#### SOURCE PASSAGE ####

A pride that’s never forgotten

‘In these terrible times world-wide with the coronavirus, the values we learned serving our country should once again become prominent, and Aussie mateship is still the best mateship in the world; so let us stay united as a nation, and we will beat this’ – George Mills

SPEAK to Korean war veteran George Mills for a while and you sense in him a pride that the Australian forces – army, navy, and air force were as good as any of the coalition members that fought in the “Forgotten War”, as it has become to be known. 

He explained that the principal task force – the Americans – said they knew that they could always depend on the Australians in battle. They were good friends with the Americans, and lived off their rations which apparently were superior to Australian rations. 

Mr Mills, now in his early nineties, is a softly-spoken man who lives quietly with his son, Mark, in Eden Hill. 


He was a guest at the recent 67th anniversary of the end of the Korean War, held at Kings Park. 

Mr Mills and other veterans and family members were honoured with a medal from the Korean government, along with a commemorative walking stick. Guests at the service included WA governor Kim Beazley, and other leading state political figures. 

“It was a privilege to be at Kings Park; to see representatives of the South Korean government there. To listen to their speeches in which they acknowledged the contribution Australian forces made to ensure South Korean sovereignty,” Mr Mills said.

“I’m especially proud to receive the medal, which now can be handed down into our family as a reminder of Australian sacrifices in the war, so that it will no longer be called the forgotten war.” 

Mr Mills volunteered for service in the army when hearing that the Australian government was looking for recruits. He was just 21-years-old upon enlistment into 3RAR, Don Company, 12th platoon, as a rifleman. 

“At the blunt end, I was,” he recalled with an infectious smile. He said he could think of no reason for enlisting, other than to explain that he realised the veterans of WWII had done their part for the defence of the free world; now it was time for the next generation to sign up.

####

*EXERCISE TASKS*:
• a. According to the passage about Korean War veteran George Mills, with whom does Mr Mills live, and where?
• b. Write the next few paragraphs of the passage about Korean War veteran George Mills, picking up after its final sentence.
The records that follow are drawn from a separate source and are unrelated to the passage above.

#### INFORMATION GIVEN ####

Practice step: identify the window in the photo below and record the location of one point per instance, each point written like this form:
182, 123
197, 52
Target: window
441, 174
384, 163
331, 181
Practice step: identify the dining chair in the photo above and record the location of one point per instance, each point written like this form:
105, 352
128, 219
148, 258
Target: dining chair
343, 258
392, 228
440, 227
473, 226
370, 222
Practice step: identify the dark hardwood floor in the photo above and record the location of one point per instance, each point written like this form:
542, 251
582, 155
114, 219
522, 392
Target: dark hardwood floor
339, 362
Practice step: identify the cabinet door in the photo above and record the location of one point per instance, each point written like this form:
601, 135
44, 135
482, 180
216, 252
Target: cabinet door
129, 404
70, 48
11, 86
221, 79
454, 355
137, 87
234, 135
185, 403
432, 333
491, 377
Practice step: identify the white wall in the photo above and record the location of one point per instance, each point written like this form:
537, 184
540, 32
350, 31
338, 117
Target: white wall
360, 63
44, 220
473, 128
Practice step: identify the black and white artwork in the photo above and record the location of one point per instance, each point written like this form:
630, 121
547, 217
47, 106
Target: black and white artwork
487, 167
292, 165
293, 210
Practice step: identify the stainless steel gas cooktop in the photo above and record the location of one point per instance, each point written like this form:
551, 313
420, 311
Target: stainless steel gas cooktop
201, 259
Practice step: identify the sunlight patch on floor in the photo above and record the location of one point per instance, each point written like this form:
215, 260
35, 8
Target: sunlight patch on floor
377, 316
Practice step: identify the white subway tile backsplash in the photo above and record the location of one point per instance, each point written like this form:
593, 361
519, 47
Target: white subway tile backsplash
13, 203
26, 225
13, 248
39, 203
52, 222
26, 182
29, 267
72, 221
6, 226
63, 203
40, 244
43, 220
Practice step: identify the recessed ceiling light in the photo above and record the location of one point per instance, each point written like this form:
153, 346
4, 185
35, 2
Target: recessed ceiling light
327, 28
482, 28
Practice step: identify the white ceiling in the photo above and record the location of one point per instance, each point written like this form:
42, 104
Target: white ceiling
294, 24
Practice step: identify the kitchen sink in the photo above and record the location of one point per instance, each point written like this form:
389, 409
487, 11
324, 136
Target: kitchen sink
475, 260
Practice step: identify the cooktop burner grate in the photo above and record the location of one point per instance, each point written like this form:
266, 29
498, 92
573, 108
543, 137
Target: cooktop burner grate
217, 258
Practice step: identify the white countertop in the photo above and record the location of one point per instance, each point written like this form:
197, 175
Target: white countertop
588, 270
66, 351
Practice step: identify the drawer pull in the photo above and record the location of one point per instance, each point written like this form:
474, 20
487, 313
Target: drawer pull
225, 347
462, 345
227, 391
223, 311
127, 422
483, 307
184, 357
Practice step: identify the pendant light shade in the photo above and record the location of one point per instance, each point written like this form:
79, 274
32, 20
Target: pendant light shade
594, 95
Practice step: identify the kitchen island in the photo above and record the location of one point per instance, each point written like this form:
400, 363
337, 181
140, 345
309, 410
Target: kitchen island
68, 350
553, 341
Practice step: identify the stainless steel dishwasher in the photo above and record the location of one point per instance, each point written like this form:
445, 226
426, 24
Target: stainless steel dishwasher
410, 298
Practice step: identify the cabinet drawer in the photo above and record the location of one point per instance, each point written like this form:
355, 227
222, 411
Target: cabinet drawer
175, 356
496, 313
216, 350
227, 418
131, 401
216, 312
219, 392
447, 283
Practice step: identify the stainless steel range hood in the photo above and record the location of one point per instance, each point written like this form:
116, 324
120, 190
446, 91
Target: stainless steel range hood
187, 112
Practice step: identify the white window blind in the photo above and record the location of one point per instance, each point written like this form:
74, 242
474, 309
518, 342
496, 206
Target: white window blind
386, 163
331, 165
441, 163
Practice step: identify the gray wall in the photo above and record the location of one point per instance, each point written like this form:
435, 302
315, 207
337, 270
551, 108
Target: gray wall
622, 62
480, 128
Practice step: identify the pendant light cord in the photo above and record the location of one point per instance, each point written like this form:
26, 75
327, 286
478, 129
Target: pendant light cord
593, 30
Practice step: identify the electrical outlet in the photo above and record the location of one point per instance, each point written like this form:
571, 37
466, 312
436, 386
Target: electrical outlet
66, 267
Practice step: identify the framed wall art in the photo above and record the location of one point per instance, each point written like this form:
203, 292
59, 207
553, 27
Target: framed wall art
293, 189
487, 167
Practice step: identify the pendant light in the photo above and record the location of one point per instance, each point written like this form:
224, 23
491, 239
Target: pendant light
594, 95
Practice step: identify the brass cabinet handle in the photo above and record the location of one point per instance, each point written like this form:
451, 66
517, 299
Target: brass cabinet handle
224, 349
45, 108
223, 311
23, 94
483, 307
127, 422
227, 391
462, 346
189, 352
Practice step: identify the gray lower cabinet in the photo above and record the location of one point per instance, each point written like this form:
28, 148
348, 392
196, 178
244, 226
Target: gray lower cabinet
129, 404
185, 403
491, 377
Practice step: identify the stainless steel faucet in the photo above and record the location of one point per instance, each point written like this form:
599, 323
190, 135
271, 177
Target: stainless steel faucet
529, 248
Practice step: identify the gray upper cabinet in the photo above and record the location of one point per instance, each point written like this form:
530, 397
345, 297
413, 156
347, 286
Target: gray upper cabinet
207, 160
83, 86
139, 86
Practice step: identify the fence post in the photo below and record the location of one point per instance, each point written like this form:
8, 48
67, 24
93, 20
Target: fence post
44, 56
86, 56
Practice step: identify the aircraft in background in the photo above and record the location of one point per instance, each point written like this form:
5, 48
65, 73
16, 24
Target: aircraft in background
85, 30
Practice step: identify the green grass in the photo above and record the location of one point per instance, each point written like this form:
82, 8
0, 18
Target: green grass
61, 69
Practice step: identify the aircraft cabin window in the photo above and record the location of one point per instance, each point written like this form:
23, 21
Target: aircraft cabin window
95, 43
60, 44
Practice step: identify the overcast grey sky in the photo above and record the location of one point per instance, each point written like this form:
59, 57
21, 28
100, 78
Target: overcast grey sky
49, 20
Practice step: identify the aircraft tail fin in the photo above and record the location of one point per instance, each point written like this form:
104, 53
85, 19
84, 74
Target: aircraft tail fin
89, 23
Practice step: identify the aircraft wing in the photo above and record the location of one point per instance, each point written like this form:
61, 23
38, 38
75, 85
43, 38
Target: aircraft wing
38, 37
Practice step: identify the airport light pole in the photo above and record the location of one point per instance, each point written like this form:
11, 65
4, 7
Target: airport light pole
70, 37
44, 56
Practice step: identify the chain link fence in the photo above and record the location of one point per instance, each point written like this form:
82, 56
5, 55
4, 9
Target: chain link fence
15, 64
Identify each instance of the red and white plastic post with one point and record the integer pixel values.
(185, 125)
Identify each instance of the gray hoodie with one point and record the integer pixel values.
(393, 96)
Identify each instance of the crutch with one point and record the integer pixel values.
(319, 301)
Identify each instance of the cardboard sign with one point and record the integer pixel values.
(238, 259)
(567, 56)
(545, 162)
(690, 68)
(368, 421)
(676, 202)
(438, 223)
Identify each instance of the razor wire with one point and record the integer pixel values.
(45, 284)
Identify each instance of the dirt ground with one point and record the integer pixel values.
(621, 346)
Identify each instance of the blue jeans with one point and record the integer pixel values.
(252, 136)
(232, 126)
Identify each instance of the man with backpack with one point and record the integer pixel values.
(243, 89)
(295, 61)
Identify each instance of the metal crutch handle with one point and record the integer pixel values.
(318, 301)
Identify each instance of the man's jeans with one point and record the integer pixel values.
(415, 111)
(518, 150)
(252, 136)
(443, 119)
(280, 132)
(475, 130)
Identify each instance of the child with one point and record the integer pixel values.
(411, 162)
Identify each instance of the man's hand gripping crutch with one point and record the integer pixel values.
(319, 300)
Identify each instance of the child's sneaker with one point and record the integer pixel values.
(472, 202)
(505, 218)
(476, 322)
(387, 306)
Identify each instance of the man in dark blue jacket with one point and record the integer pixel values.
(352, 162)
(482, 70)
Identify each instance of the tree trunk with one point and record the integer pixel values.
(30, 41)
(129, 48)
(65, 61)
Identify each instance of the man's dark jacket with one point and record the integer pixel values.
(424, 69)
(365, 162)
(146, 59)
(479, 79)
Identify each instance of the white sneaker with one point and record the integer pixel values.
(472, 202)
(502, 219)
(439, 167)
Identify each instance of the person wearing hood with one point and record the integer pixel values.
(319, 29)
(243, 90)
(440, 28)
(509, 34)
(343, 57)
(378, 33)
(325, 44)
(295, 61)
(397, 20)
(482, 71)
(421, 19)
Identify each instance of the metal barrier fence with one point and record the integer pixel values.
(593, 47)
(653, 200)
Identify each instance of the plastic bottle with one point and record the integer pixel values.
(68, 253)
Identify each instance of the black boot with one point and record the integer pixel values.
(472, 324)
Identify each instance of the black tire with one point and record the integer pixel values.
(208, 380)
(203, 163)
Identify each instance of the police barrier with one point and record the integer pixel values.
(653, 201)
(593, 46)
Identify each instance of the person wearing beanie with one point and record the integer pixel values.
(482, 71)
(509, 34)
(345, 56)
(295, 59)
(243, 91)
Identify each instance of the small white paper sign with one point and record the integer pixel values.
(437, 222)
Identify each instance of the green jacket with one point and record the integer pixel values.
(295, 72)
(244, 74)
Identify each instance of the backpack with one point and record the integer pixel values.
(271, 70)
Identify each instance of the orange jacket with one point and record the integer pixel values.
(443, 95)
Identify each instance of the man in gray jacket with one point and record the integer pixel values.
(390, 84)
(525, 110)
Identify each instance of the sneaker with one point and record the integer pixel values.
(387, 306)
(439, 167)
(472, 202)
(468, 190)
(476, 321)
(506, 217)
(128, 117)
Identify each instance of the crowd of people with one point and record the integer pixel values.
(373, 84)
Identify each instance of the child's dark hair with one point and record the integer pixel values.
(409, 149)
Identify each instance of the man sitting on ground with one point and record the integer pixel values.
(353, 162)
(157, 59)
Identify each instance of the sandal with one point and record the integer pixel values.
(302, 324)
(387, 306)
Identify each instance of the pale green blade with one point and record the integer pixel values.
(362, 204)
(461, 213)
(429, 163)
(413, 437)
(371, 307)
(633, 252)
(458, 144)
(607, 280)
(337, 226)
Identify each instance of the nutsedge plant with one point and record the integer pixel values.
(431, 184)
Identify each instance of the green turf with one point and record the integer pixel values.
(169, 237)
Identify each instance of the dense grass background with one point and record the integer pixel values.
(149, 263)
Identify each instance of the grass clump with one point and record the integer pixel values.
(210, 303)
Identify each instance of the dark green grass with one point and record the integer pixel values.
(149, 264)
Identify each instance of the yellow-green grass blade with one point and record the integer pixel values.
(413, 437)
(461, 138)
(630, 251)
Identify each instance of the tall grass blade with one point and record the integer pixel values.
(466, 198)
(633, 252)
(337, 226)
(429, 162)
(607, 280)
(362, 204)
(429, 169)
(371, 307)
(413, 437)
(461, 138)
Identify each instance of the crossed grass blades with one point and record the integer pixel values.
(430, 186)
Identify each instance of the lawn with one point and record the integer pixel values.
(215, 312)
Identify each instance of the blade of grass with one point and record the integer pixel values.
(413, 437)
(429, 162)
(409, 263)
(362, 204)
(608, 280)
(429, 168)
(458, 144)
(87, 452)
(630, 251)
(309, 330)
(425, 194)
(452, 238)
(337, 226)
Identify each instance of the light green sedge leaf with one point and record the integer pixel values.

####

*SET OF ANSWERS*:
• a. He lives with his son, Mark, in Eden Hill.

• b.
“You’ve got to remember, the 38th parallel was just an arbitrary line drawn across the map of Korea. It cuts across many rivers, minor and major roads and railway lines. Not to mention cutting Korean families off from one another, in most cases, never to see each other again. History tells us that such division drawn on maps never succeeds, and this one won’t either,” Mr Mills said emphatically. 

When asked about the experience of battle, this veteran was succinct: “It was savage. At times we didn’t know whether we were fighting North Koreans, or communist Chinese; and we didn’t care, either. They were simply the enemy. 

“We would be in contact sometimes only 50 metres apart, shooting at each other, with our bayonets fixed, ready to charge if needed. 

“In these moments there was no time for fear; our training took over. I tried to look at it as simply another training exercise and that helped keep me calm,” he explained. 

Speaking of the Korean people on both sides of the 38th parallel, George said he felt for the Koreans during the war, saying that the civilian population suffered terribly, with atrocities, starvation and deprivation being the common element of suffering among all Koreans. 

“This is why I say, there is no good war; all wars lead to bad outcomes and many good people, soldiers, sailors, airmen, not to forget innocent civilians, get killed, wounded, or suffer dislocation and heartbreak to last a thousand lifetimes.” 

On mateship, Mr Mills said this was one of the benefits of service in the Australian forces, saying that they made mates for life, and stuck together through thick and thin, enjoying a welcome beer when out of the front line.


“My mother used to hollow out a loaf of bread and smuggle a bottle of scotch in it before posting; it was always a welcome gift to share with my mates,” he chuckled. 

On the unification of Korea, Mr Mills said it would be amazing for him to live long enough to see it. 

“All Koreans deserve nothing less. Let us hope leaders of Korea, America, China, and countries such as Australia can bring this to pass. That would be fantastic,” he said. 

Over a cup of tea, Mr Mills said he was proud to serve as a serviceman, where he learned of the true value of Australian mates. 

“In these terrible times world-wide with the coronavirus, the values we learned serving our country should once again become prominent, and Aussie mateship is still the best mateship in the world; so let us stay united as a nation, and we will beat this.”